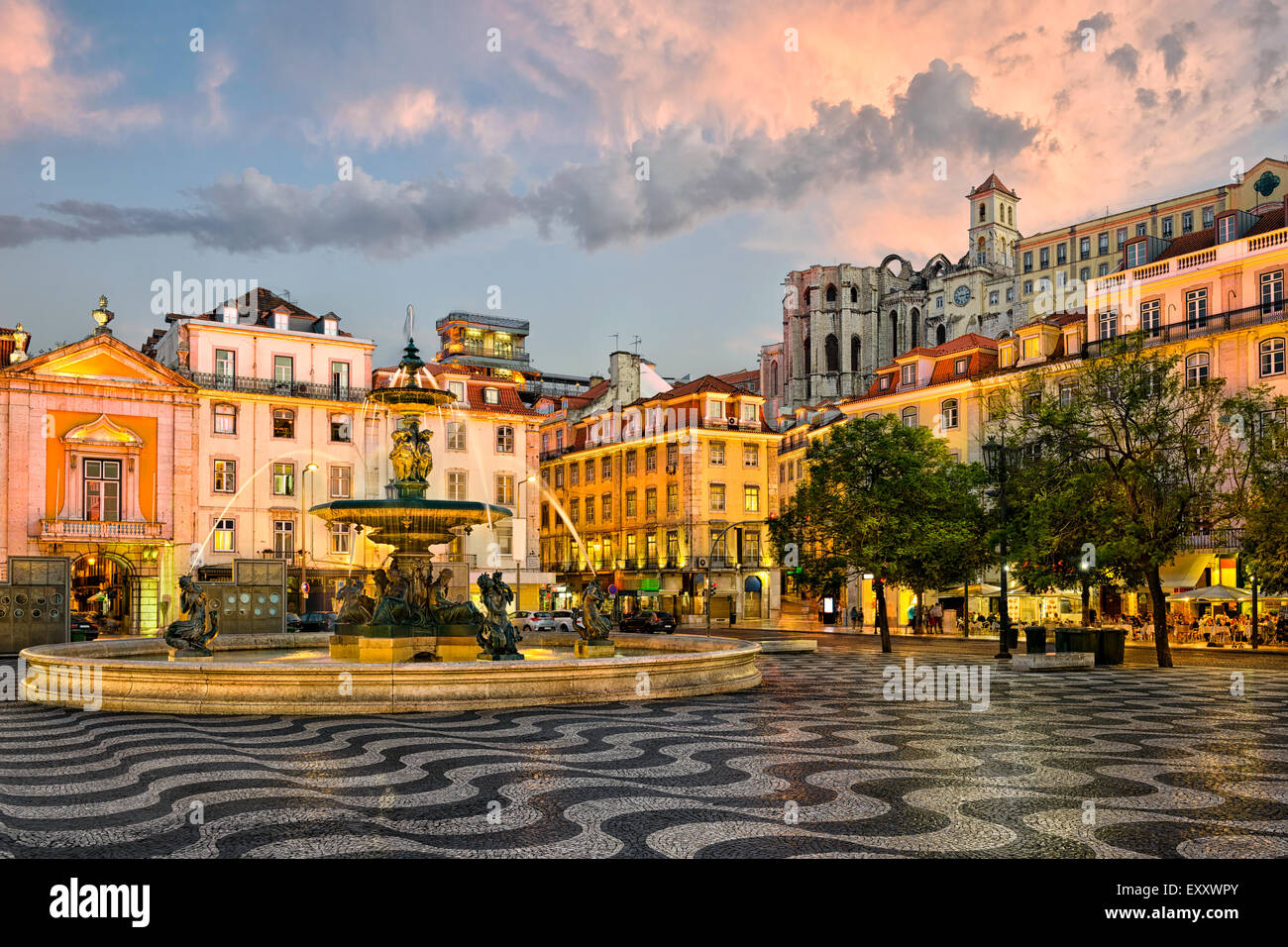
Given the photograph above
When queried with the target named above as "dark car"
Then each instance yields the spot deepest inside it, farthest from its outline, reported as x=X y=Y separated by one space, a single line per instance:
x=84 y=626
x=316 y=621
x=648 y=622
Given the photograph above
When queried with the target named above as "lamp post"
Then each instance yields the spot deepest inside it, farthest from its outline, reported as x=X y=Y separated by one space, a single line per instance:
x=997 y=459
x=304 y=552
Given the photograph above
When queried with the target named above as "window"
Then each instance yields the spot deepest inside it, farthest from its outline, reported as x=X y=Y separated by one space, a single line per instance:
x=1137 y=254
x=226 y=475
x=226 y=368
x=283 y=479
x=226 y=535
x=340 y=428
x=1196 y=308
x=1197 y=368
x=948 y=414
x=283 y=423
x=1271 y=357
x=338 y=536
x=505 y=440
x=283 y=369
x=226 y=419
x=1150 y=316
x=1271 y=291
x=283 y=539
x=340 y=480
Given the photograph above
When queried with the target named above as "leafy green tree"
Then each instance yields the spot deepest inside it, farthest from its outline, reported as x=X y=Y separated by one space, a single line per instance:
x=1151 y=449
x=890 y=500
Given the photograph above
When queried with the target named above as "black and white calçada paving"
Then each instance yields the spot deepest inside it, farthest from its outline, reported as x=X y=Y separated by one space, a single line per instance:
x=815 y=762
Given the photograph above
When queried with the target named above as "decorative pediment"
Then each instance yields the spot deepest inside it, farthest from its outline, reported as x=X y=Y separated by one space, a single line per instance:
x=102 y=432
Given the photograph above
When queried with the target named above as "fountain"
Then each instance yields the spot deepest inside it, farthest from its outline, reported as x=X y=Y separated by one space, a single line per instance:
x=407 y=648
x=411 y=616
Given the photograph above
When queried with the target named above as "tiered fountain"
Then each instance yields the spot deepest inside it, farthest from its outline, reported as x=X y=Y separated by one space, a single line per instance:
x=412 y=615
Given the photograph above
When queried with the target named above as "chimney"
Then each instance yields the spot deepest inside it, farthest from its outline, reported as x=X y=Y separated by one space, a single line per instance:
x=623 y=372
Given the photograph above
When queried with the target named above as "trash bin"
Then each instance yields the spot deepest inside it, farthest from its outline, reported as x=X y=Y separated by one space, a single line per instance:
x=1076 y=639
x=1111 y=646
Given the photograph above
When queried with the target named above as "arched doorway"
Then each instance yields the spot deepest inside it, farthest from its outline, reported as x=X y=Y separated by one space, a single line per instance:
x=102 y=585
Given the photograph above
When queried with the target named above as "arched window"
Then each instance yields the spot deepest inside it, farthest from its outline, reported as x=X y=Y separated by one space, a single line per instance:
x=1271 y=357
x=948 y=414
x=1197 y=368
x=283 y=423
x=226 y=419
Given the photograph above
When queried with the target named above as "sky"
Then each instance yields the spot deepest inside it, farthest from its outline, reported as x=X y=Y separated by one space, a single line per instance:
x=599 y=167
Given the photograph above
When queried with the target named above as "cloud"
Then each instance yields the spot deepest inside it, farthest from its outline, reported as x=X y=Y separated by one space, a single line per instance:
x=1172 y=47
x=691 y=179
x=1099 y=24
x=1126 y=59
x=38 y=95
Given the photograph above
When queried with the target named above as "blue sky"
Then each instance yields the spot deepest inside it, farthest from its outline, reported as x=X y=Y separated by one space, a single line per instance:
x=516 y=167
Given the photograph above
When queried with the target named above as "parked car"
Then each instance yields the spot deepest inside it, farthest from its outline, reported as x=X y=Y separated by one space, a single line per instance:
x=648 y=622
x=84 y=626
x=533 y=621
x=317 y=621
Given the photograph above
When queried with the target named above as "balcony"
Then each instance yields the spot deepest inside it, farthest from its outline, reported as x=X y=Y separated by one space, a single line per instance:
x=1209 y=325
x=283 y=389
x=95 y=530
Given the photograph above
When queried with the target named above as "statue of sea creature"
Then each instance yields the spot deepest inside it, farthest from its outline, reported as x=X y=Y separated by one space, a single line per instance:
x=191 y=635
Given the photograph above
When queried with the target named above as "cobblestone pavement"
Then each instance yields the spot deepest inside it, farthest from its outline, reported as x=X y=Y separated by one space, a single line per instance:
x=815 y=762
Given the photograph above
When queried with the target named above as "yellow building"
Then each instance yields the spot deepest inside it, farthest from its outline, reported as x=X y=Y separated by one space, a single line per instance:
x=655 y=497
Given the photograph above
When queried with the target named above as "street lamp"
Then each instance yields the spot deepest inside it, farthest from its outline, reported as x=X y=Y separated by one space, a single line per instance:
x=999 y=459
x=304 y=552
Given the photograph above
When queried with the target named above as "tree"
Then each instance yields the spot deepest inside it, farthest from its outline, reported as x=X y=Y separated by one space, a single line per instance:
x=1147 y=446
x=890 y=500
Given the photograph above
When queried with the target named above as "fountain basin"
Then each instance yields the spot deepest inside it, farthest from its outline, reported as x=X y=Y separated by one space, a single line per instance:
x=137 y=674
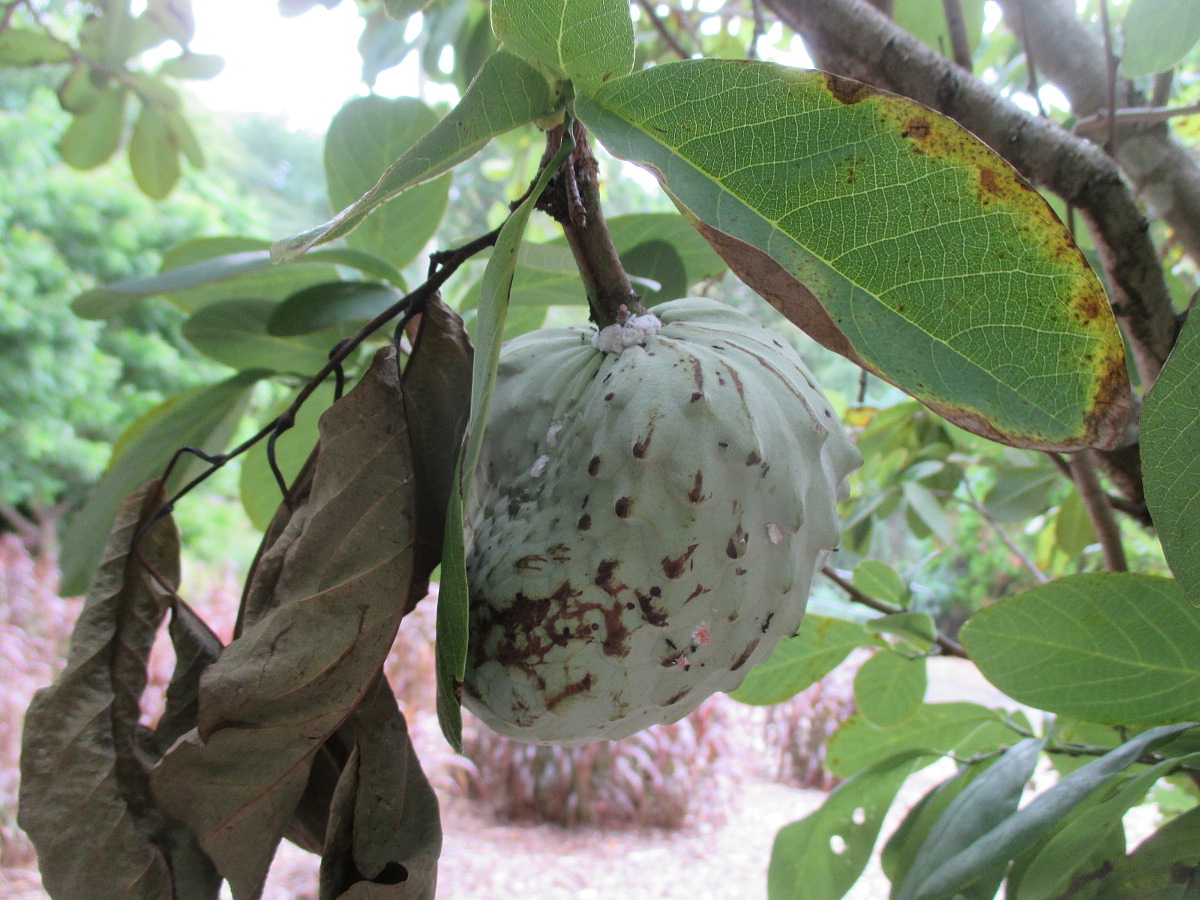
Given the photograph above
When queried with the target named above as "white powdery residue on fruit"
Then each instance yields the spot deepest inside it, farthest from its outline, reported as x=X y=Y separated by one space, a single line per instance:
x=635 y=331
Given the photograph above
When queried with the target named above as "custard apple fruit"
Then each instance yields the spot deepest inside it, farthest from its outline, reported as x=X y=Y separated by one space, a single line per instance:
x=646 y=521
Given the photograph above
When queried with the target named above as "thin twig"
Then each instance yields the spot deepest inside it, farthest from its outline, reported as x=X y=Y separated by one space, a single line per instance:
x=664 y=31
x=960 y=42
x=1110 y=63
x=1137 y=115
x=948 y=645
x=1083 y=473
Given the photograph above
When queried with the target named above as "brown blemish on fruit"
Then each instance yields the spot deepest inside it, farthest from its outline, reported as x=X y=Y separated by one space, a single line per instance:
x=605 y=580
x=653 y=616
x=580 y=687
x=673 y=567
x=745 y=654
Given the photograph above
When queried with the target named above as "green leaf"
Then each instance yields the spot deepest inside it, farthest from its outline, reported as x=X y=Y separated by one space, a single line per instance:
x=1158 y=34
x=967 y=293
x=1170 y=432
x=801 y=661
x=507 y=93
x=1153 y=870
x=965 y=729
x=202 y=417
x=257 y=487
x=154 y=153
x=1020 y=493
x=213 y=269
x=805 y=863
x=95 y=133
x=335 y=304
x=588 y=41
x=454 y=597
x=293 y=676
x=79 y=766
x=234 y=333
x=927 y=22
x=916 y=628
x=201 y=66
x=1025 y=827
x=880 y=580
x=1049 y=874
x=22 y=47
x=889 y=688
x=366 y=136
x=982 y=805
x=1111 y=648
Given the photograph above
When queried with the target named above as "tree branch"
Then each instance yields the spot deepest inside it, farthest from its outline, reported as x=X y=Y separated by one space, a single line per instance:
x=851 y=37
x=948 y=645
x=1163 y=171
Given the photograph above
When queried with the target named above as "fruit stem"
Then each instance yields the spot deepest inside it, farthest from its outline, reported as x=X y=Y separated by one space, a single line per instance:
x=573 y=199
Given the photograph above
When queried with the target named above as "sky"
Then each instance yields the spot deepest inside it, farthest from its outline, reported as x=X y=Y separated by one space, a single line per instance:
x=303 y=67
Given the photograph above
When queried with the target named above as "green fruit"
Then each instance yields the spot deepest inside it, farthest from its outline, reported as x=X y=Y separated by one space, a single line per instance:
x=645 y=523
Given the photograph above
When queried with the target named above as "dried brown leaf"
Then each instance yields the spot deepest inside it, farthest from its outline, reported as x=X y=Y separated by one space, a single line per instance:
x=83 y=753
x=293 y=676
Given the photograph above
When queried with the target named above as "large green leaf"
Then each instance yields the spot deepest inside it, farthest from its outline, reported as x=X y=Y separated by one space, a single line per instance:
x=211 y=269
x=804 y=862
x=889 y=688
x=589 y=41
x=507 y=93
x=1111 y=648
x=293 y=676
x=454 y=597
x=199 y=418
x=888 y=233
x=1024 y=828
x=965 y=729
x=1170 y=435
x=982 y=805
x=1158 y=34
x=798 y=663
x=235 y=333
x=366 y=136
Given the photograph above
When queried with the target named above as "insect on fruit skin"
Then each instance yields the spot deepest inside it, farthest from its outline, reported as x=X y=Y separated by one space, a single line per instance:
x=646 y=520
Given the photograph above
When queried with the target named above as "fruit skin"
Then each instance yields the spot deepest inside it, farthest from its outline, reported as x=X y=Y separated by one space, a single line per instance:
x=645 y=526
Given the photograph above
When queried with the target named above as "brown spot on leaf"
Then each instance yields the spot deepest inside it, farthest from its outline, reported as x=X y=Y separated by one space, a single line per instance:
x=673 y=567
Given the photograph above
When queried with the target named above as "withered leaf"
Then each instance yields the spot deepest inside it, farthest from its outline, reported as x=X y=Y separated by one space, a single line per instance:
x=437 y=396
x=81 y=763
x=384 y=827
x=293 y=676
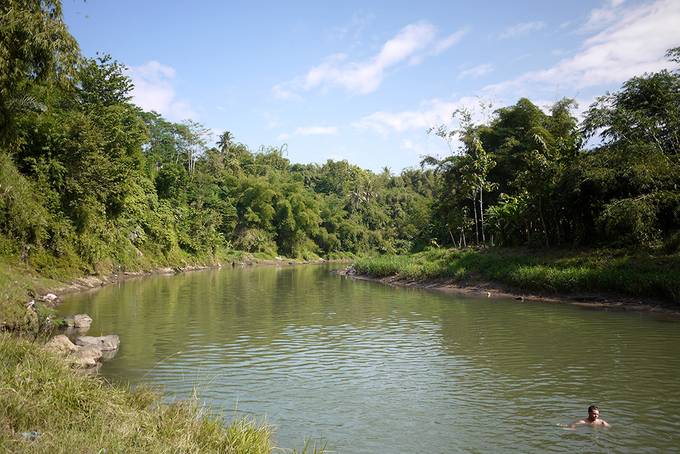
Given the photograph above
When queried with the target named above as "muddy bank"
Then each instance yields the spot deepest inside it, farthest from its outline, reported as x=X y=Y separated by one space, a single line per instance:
x=595 y=301
x=94 y=282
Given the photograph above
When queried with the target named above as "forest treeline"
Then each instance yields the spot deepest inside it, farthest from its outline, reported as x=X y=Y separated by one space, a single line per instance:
x=91 y=182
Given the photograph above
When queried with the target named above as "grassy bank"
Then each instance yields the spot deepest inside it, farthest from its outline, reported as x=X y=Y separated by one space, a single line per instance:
x=41 y=397
x=612 y=271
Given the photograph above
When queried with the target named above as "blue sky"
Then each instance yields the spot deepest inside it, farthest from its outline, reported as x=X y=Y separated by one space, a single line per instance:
x=361 y=80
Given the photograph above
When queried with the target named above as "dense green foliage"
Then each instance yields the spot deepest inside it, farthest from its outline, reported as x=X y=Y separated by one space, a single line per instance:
-*-*-
## [Set task]
Gather every row above that contains the string "arched", and reproduce each such row in full on its own line.

## [Result below]
When queried with the target named above as "arched doorway"
When queried with the target named above as "arched window"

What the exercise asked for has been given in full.